Supplied data:
*** Block opens ***

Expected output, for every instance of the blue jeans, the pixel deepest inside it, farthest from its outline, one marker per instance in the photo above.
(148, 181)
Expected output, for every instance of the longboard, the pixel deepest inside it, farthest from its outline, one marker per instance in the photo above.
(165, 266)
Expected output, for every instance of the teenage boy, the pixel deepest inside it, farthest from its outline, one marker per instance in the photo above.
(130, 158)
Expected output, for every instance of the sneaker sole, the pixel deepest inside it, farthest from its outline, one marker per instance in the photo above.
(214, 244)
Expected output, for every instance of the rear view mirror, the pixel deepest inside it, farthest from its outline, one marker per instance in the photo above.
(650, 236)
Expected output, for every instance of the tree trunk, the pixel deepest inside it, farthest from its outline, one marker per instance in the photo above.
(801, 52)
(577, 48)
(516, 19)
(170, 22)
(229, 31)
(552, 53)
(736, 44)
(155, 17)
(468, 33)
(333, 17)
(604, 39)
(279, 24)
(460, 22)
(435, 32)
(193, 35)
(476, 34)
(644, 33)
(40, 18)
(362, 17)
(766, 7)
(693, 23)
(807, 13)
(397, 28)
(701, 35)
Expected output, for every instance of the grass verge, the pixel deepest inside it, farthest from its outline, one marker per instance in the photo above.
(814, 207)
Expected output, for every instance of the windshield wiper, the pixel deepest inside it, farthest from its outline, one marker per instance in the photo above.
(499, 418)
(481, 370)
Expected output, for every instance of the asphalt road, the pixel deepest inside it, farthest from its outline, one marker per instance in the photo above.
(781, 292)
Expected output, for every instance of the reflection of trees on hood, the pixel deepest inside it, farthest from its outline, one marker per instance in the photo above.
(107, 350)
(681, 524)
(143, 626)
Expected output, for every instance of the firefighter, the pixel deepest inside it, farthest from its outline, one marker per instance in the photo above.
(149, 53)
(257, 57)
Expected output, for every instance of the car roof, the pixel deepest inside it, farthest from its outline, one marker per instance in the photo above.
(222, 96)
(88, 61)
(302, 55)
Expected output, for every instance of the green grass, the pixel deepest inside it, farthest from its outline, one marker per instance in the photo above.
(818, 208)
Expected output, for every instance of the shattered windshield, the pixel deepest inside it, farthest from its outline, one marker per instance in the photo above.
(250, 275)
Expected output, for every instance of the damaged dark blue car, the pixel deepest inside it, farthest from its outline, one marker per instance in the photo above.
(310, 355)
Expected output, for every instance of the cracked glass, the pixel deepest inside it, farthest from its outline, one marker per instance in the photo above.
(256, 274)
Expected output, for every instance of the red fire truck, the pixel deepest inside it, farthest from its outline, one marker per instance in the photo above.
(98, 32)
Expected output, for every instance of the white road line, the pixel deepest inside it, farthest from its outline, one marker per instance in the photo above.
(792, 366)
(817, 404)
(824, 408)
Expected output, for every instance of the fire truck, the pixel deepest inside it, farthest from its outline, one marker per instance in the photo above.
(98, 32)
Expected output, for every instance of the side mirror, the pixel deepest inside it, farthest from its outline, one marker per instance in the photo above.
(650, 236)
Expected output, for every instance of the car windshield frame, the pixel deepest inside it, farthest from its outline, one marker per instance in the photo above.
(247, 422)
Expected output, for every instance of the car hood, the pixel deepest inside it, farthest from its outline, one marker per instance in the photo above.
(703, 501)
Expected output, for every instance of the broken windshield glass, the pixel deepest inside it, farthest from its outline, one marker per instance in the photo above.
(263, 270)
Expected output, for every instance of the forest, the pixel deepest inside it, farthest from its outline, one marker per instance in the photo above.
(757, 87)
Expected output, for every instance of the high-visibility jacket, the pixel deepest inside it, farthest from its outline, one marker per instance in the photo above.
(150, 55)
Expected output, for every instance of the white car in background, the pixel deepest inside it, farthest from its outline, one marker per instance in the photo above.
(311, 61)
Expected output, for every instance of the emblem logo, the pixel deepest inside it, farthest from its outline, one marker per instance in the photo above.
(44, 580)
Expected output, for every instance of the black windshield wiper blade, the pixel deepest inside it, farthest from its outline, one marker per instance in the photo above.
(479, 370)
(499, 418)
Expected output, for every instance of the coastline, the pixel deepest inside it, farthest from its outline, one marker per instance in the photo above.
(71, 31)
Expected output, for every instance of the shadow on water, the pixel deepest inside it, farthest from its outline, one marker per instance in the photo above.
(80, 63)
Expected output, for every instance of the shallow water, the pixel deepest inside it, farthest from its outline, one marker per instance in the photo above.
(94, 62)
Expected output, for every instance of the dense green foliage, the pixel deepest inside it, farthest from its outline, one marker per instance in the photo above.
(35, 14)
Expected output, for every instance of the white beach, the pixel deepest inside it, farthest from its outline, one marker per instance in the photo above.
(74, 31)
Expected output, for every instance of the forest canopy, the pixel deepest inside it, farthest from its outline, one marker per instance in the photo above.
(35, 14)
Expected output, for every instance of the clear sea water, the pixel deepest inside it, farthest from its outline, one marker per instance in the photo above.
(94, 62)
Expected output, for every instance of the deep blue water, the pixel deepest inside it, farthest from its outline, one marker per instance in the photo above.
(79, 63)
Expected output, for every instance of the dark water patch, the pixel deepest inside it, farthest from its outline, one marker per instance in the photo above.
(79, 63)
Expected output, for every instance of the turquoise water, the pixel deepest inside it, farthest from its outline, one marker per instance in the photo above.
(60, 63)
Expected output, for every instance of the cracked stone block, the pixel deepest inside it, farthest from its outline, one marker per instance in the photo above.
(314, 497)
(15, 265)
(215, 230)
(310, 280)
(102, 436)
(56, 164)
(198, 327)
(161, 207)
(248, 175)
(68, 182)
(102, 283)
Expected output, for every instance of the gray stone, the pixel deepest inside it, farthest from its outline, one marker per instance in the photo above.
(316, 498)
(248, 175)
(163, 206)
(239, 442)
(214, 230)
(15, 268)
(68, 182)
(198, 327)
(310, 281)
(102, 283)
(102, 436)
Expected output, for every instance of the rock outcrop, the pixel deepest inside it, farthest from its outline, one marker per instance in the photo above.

*** Block closes ***

What to do:
Give the listing again in full, with every line intact.

Worked solution:
Expected output, for every instance of the blue jeans, the pixel deepest inside it, farthest from its outline, one marker per instance in the photo above.
(148, 181)
Expected output, for every instance of the longboard, the pixel deepest inside it, farthest from its outline, one marker per instance in the photo above.
(165, 266)
Expected output, for every instance of the teenage boy, the pixel deepest inside it, farthest from its outline, one marker per instance in the photo above.
(130, 158)
Expected output, for every instance of the sneaker sole, the pixel deepest inside it, farthest from its outline, one marker per instance in the photo above.
(214, 244)
Expected output, for every instance of the rear view mirror, the pixel deepest inside it, farthest from its outline, one marker per instance in the photo above.
(650, 236)
Expected output, for every instance of the tree trunk, the pixel deepest inside it, farthest from its outline, one marker per instance in the photo above.
(801, 52)
(577, 48)
(516, 19)
(170, 22)
(229, 31)
(552, 53)
(736, 44)
(155, 17)
(468, 33)
(333, 17)
(604, 39)
(279, 24)
(460, 22)
(435, 32)
(193, 35)
(476, 34)
(644, 33)
(40, 18)
(362, 17)
(766, 7)
(693, 23)
(807, 13)
(397, 28)
(701, 35)
Expected output, for every instance of the grass verge, the pixel deepest inside it, farthest from its outline, one marker per instance in the photo above.
(814, 207)
Expected output, for every instance of the windshield wiper, the pixel deepest inside it, farthest from its outline, one marker per instance in the photo above.
(499, 418)
(481, 370)
Expected output, for every instance of the asphalt road, the pixel deepest inside it, farthest from its outline, one marker per instance in the photo above.
(781, 292)
Expected output, for every instance of the reflection of trees on hood, the pixel deepest inside it, farthest from its outline, one marker per instance in the photo above.
(107, 350)
(681, 524)
(143, 626)
Expected output, for every instance of the firefighter, the pixel deepest inside it, farthest from its outline, one marker per instance in the photo above.
(149, 53)
(257, 57)
Expected output, for every instance of the car roof, the pixel deepest inside it, farthest from its outline, one marker per instance in the photo above.
(222, 96)
(88, 61)
(302, 55)
Expected output, for every instance of the green grass, the pixel deepest inside it, farthest from its outline, one marker per instance in the photo above.
(818, 208)
Expected output, for every instance of the shattered windshield, the pixel deepest inside it, farthest from its outline, one marker per instance in the photo above.
(250, 275)
Expected output, for every instance of the damaged dark blue car, the pixel deepest inside it, farthest from its outline, one marker per instance in the photo above.
(310, 355)
Expected output, for every instance of the cracked glass, the pixel deepest inside it, farthest from its outline, one marker per instance in the photo above.
(256, 274)
Expected output, for every instance of the red fire truck, the pixel deepest inside it, farthest from its outline, one marker per instance in the photo above.
(98, 32)
Expected output, for every instance of the white road line, the pixel deepest inside it, farthest from its outline, one marker per instance in the photo above.
(792, 366)
(817, 404)
(824, 408)
Expected output, for every instance of the fire truck, the pixel deepest inside it, farthest from its outline, one marker per instance in the photo above.
(98, 32)
Expected output, for every instance of the side mirror, the pixel deepest inside it, farthest from its outline, one marker per instance in the photo above.
(650, 236)
Expected output, for every instance of the car windshield frame, the pixel deepest inside it, farthest from its outline, one marker per instance in the photo above.
(247, 422)
Expected output, for every instance of the car hood, the pixel deepest inside it, farthest from its outline, one marker per instance in the photo above.
(703, 501)
Expected output, for every instance of the broken windshield glass, the pixel deepest inside it, farthest from its outline, one marker per instance in the photo above.
(263, 270)
Expected output, for every instance of the forest, the pixel deepest inside it, farthest from its outline, one marker per instance in the photo above.
(757, 87)
Expected output, for every instance of the high-visibility jacket, the pixel deepest inside it, farthest from its outline, one marker per instance in the photo above.
(150, 55)
Expected output, for every instance of the white car in background, the pixel deepest inside it, farthest from its outline, one marker per instance in the photo above.
(311, 61)
Expected output, for every instance of the emblem logo, the pixel deepest inside it, farthest from its outline, one marker per instance in the photo above.
(44, 580)
Expected output, for every instance of the black windshield wiper blade, the pixel deepest inside it, farthest from its outline, one marker per instance in the photo above.
(479, 370)
(499, 418)
Expected output, for every instance of the coastline, the pixel deepest inside it, farthest from its outline, one marker per instance in the photo above.
(71, 31)
Expected output, for every instance of the shadow on water, the pixel deepest inside it, farthest from its outline, one marker per instance in the photo above.
(80, 63)
Expected output, for every instance of the shallow water, the pixel deepest inside it, farthest from its outline, one marker per instance in the photo above.
(94, 62)
Expected output, for every instance of the dense green foliage, the pixel deepest inside it, farthest from its outline, one marker per instance in the photo above.
(35, 14)
Expected output, for every instance of the white beach, the pixel deepest inside it, farthest from its outline, one marker per instance in the photo above.
(74, 31)
Expected output, for every instance of the forest canopy, the pixel deepest inside it, farthest from its outline, one marker per instance in the photo above.
(35, 14)
Expected output, for every instance of the clear sea water, the pixel deepest inside it, farthest from its outline, one marker per instance in the photo above.
(94, 62)
Expected output, for every instance of the deep blue water, the pixel deepest inside it, farthest from its outline, one marker per instance in the photo above.
(79, 63)
Expected output, for every instance of the dark water patch, the pixel deepest inside it, farthest from its outline, one marker per instance in the photo above.
(79, 63)
Expected output, for every instance of the turquoise water, the pixel deepest inside it, farthest from its outline, one marker per instance in the photo above.
(60, 63)
Expected output, for every instance of the cracked stone block, the pixel deepest inside it, farthest from its outline, one marker per instance in the photo above.
(314, 497)
(15, 265)
(215, 230)
(310, 280)
(102, 436)
(56, 164)
(198, 327)
(161, 207)
(248, 175)
(68, 182)
(102, 283)
Expected output, for every instance of the gray stone, the pixel deepest inside it, farthest from its outline, one marker per instance in the photo above.
(316, 498)
(248, 175)
(163, 206)
(239, 442)
(214, 230)
(15, 268)
(68, 182)
(198, 327)
(310, 281)
(102, 283)
(102, 436)
Expected output, for every instance of the rock outcrop, the pixel deepest inside it, farthest from its outline, one marker per instance in the photo above.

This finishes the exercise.